(Raw records)
↓

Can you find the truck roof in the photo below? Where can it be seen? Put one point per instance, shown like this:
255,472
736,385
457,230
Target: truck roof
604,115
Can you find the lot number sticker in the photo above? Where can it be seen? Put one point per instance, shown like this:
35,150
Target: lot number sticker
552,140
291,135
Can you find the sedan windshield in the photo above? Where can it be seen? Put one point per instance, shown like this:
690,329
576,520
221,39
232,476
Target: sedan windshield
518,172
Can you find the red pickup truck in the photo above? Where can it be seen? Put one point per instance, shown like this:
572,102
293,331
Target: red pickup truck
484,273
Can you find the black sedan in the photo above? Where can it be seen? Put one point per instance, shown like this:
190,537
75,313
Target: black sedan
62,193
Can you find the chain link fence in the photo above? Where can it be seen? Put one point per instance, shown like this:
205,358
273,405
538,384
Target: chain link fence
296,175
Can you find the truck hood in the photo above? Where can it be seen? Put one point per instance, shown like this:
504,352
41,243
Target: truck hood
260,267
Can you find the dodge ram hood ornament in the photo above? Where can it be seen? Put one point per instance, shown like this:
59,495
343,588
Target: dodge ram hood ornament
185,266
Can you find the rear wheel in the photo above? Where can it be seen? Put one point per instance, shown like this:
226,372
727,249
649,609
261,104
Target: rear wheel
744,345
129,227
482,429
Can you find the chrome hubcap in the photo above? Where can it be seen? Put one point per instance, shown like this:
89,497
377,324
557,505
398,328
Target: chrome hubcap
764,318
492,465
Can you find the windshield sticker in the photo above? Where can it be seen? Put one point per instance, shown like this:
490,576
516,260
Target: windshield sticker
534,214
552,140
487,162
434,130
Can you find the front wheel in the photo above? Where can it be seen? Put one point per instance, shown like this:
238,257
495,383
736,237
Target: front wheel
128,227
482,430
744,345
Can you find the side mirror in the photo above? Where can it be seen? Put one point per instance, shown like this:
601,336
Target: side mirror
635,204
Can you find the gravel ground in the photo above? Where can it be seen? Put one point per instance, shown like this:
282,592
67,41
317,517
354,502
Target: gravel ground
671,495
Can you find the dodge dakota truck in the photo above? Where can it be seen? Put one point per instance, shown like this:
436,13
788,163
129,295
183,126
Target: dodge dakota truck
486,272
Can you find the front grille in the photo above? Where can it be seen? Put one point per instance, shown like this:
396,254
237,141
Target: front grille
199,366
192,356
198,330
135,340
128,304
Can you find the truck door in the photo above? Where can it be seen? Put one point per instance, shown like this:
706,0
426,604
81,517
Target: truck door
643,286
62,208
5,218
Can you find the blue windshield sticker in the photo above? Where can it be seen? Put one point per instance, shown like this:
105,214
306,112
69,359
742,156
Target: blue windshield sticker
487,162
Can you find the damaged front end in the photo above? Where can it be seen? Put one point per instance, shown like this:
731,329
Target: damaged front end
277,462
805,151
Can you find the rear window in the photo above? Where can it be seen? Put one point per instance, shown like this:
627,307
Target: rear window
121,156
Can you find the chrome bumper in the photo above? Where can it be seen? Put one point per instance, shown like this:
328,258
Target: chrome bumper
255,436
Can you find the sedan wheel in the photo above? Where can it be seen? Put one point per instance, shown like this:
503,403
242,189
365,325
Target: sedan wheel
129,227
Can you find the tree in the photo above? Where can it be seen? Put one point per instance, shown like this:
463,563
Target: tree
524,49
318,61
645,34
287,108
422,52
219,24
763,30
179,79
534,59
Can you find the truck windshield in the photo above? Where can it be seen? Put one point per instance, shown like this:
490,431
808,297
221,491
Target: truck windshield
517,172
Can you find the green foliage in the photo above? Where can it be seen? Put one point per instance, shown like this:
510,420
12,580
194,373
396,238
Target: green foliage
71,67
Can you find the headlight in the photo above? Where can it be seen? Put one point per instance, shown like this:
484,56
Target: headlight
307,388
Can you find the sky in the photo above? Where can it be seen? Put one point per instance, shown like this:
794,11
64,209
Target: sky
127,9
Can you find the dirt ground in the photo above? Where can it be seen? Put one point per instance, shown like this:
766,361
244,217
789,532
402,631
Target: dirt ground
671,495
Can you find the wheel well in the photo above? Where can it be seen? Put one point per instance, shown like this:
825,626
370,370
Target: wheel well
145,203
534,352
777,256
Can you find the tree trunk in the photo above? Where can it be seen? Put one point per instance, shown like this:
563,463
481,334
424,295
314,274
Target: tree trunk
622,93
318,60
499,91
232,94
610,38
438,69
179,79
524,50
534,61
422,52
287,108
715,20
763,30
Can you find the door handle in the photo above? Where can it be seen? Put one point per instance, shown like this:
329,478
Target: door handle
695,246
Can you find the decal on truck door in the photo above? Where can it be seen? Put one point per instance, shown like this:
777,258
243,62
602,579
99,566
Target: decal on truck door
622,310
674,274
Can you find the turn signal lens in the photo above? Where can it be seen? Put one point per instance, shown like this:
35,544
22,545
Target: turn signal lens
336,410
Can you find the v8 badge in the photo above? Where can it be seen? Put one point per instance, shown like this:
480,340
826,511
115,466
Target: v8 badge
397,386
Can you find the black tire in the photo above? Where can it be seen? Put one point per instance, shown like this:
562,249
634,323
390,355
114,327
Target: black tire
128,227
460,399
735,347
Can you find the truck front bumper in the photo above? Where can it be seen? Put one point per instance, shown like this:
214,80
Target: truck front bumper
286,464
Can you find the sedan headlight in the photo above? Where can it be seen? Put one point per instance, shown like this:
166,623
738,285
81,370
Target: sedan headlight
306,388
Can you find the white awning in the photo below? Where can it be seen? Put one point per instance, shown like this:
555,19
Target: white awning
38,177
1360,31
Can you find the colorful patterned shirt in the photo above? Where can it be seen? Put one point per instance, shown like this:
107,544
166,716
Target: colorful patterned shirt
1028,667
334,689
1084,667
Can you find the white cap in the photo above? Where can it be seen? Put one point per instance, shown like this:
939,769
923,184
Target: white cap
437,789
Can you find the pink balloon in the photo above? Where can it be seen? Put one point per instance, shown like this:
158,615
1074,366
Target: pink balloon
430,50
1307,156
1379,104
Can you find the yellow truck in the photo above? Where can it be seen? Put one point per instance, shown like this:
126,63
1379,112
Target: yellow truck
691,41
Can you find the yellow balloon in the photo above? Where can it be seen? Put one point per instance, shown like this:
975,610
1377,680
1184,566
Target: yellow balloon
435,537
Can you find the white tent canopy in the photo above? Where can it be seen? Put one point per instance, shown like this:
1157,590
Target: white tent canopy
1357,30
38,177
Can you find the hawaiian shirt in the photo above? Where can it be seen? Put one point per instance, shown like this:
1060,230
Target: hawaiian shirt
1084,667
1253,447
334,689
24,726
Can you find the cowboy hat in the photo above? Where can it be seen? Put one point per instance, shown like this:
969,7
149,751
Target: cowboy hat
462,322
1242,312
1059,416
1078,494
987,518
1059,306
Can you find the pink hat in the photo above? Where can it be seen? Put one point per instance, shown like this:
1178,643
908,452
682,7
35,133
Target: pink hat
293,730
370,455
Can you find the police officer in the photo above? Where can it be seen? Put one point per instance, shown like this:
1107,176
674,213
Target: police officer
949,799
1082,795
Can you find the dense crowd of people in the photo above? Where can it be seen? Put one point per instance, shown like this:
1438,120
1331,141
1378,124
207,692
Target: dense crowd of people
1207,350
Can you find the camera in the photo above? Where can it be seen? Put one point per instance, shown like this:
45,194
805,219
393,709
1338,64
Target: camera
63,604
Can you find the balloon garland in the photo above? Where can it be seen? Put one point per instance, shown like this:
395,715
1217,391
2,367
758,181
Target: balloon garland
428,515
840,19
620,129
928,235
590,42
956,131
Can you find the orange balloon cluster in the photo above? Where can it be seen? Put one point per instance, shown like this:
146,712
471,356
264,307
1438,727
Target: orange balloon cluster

↑

### [EXERCISE OBJECTIVE]
Output the whole listing above again, word for word.

### [FULL RESPONSE]
Can you find the truck roof in the photo below? Where can it be seen? Put one point per instance, shown like this:
255,472
736,385
457,230
Target: truck roof
604,115
Can you find the lot number sticker in the photo above? Where can it be seen? Put one point per instance, shown like this:
35,150
Target: lot number sticker
552,140
291,135
Can you find the sedan windshield in the photo above? Where can it be seen? Put one point per instance, shown like this:
690,329
576,520
221,39
232,476
Target: sedan windshield
518,172
Can you find the red pickup truck in the photo above? Where can it be seen? Put one point per instance, shown like this:
572,102
293,331
Target: red pickup truck
484,273
Can you find the black sedan in the photo above? Where can it be seen? Put one point per instance, shown like this:
190,537
75,313
Target: black sedan
62,193
Can you find the chain link fence in the photo above? Where can it be seen? Put one point per instance, shown like this:
205,358
273,405
538,384
Target: chain link fence
296,175
Can you find the truck hood in the photo above? Where can it be seen? Put one point per instance, shown like this:
504,352
41,243
Target: truck hood
260,267
Can you find the dodge ram hood ornament in the photo above? Where can it be seen? Put one point per instance, shown like this:
59,495
343,588
Target: dodge ram hood ornament
185,266
Can you find the rear wheel in the photo above? Where can it be seen? Put one point per instance, shown like this:
226,372
727,249
649,609
261,104
Target: rear wheel
744,345
129,227
482,429
Can you find the chrome hubcap in the photo above? Where can it be seen? Put one point per instance, shown like this:
89,497
377,324
557,505
398,328
Target: chrome hubcap
764,318
492,465
Can you find the windshield sticker in the photo above? Where can it be seen? Put one point per instance, shown like this:
490,576
516,260
Target: windshield sticker
534,214
552,140
487,162
434,130
Can you find the front wheel in the photo above? Where can it be seen? Put one point per instance, shown like this:
238,257
495,383
736,237
Target: front wheel
128,227
482,430
744,345
Can you find the side mirror in the photo above? Where can it be seen? Put one point per instance, shown like this:
601,336
Target: side mirror
635,204
Can you find the gravel ground in the photo above? Where can it be seen? Put one point per instance, shown like this:
282,592
67,41
317,517
354,502
Target: gravel ground
671,495
Can you find the dodge dakota truck in the photo above? Where can it be seen? Put one point per instance, shown like this:
436,13
788,163
129,295
183,126
Target: dodge dakota truck
486,272
Can you find the front grille in the photo above? Where can it be seen? Put one point per instance, shown like this:
396,254
237,141
Target: front grille
199,366
192,356
198,330
135,340
128,304
Can you find the truck door in the photo above? Where can it be seen? Put one point per instance, shown like this:
706,0
426,604
81,517
Target: truck door
643,286
62,208
5,218
Can you find the blue windshield sticker in the photo above? Where can it be seen? Put one point per instance, shown like this:
105,214
306,112
69,359
742,156
Target: blue windshield sticker
487,162
Can you find the damaged front end in the photo above? Where can it be seen? Put one point per instance, shown like this:
731,329
Target: damaged front end
277,462
805,151
Can you find the rear window in the photo above? Where can it be seen? Put one point per instance, shown like this:
627,307
Target: rear window
121,156
Can you find the chrome bumper in the photo above? Where can it be seen? Put one point per instance, shown like this:
328,258
Target: chrome bumper
255,436
Can you find the sedan wheel in the photo above? Where can it be seen? Put one point per instance, shown like this:
503,403
242,189
365,325
Target: sedan wheel
129,227
Can you find the tree in the photo above? Where can it be seen? Put one point per instance, shown like this:
463,563
Target: tree
524,49
318,61
645,34
287,108
422,52
219,24
763,30
179,79
534,59
Can you find the truck windshield in the photo above? Where can it be seen? Put one point per instance, shown like this:
490,431
808,297
221,491
Target: truck windshield
517,172
Can you find the green foliage in the photo above? Where can it be seen? Put one point per instance, shown like this:
510,420
12,580
194,373
396,238
Target: green foliage
71,67
Can you find the headlight in the photo above? Where can it be seen? Put one point per instance, shown like this:
484,56
Target: headlight
307,388
Can you find the sky in the photo above? Where can it be seen? Put one point per instance, shown like this:
794,11
64,209
Target: sky
127,9
Can you find the dirt ground in the photo above? Where can it be seen? Put one point per instance, shown like this:
766,361
244,217
789,532
402,631
Target: dirt ground
671,495
Can you find the wheel well in the photo above? Where can it be seen? Put one point per instance, shown like this:
825,626
370,370
Target: wheel well
145,203
534,352
777,256
Can you find the tree trunk in the photo above? Where can it be seen? Put one point per instance, shown like this:
563,463
481,334
424,295
314,274
Target: tree trunk
622,93
318,60
499,91
232,94
610,38
438,69
179,79
524,50
534,61
422,52
287,108
715,20
763,30
Can you find the door handle in the photo above? Where can it be seen? Put one point per instance, shown like this:
329,478
Target: door handle
695,246
Can you find the decal on truck door in the photo above? Where can it be seen? Put one point per instance, shown like this:
777,258
243,62
602,579
99,566
Target: decal on truck door
622,310
674,274
Can you find the turn signal lens in the photo above? Where can it be seen? Put one point per instance, shown like this:
35,544
22,545
Target: turn signal lens
336,410
Can you find the v8 badge in the photo above? Where can it be seen? Put one point per instance, shown like this:
480,340
826,511
115,466
Target: v8 badge
397,386
Can you find the black tire in the photo above? Where can it be seen? Put one point per instance, shown like this:
562,249
634,323
390,355
114,327
Target: black tire
128,227
460,399
735,347
Can you find the truck front bumper in the photo above? Where can it be seen? Put one point per instance, shown like this:
214,80
Target: truck front bumper
286,464
Can you find the sedan headlight in the photo above? Where can it be seen? Put one point per instance, shown like this:
166,623
738,285
81,370
Target: sedan headlight
306,388
Can you find the white awning in the photo below? Where can it be seen? Put one point per instance, shown like this:
555,19
Target: white awning
38,177
1360,31
Can you find the colorful patterned shirt in the photo above? Where can it be seen? Put one point per instance, shown like this:
107,544
166,716
Target: colorful patterned shirt
1028,667
334,689
1084,667
Can you find the white cap in the photo above? Where can it be seen? Put one point per instance, shown like this:
939,769
923,184
Target: white cap
437,789
Can you find the pink balloon in the photo above? Where can it be seen? Put one point per instance, shown like this:
158,615
1074,366
Target: pink balloon
430,50
1307,156
1379,104
Can you find the yellow truck in the photo above? Where can it be seen? Put one point per instance, shown like this:
126,63
1379,112
Target: yellow truck
691,41
Can you find the yellow balloon in the photo above? Where can it be seen? Put one point per instance, shown like this:
975,610
1377,680
1184,566
Target: yellow balloon
435,537
Can you find the white tent canopy in the photo above? Where can it be seen? Put one point per instance, shown like this:
1157,590
Target: white tent canopy
1357,30
38,177
Can you find the hawaiian shirt in the photo above? Where can it be seen? Put one point per instance, shown like this:
1060,230
Target: hawaiian shirt
1084,667
1253,447
334,689
24,726
Can you find the cowboy hat in the photo above? Where can it be seen? Put one point per instance, shown like this:
969,7
149,751
Target: cowboy hat
462,322
1242,312
1059,416
1078,494
987,518
1059,306
Can you find the pink hat in the photo above? Where can it be seen? Put one point per instance, shown like this:
1178,643
908,452
682,7
35,133
Target: pink hat
293,730
370,455
Can you find the police officer in the photo above? Where can it be seen? Put one point per instance, shown like this:
1107,176
674,213
Target: police officer
949,799
1082,795
Can you find the dense crowd of people in the photo above? Where can it be seen? Put one point per instance, shown like this:
1438,120
1331,141
1378,124
207,692
Target: dense crowd of people
1207,350
Can you find the camera in the photo above? Where can it be seen? Put one point per instance, shown like this:
45,194
805,219
393,709
1338,64
Target: camera
63,604
Can you find the balloon garland in the photo above? Where can it be seen? Put one point per instance, shown like this:
395,715
1217,391
2,367
758,181
Target: balloon garland
428,515
840,19
620,129
928,235
590,42
956,131
Can you find the orange balloon cluster in the photo above? Where can it be seen? Put one point per instance, shown like this:
146,712
471,356
264,307
1438,727
Target: orange balloon cluster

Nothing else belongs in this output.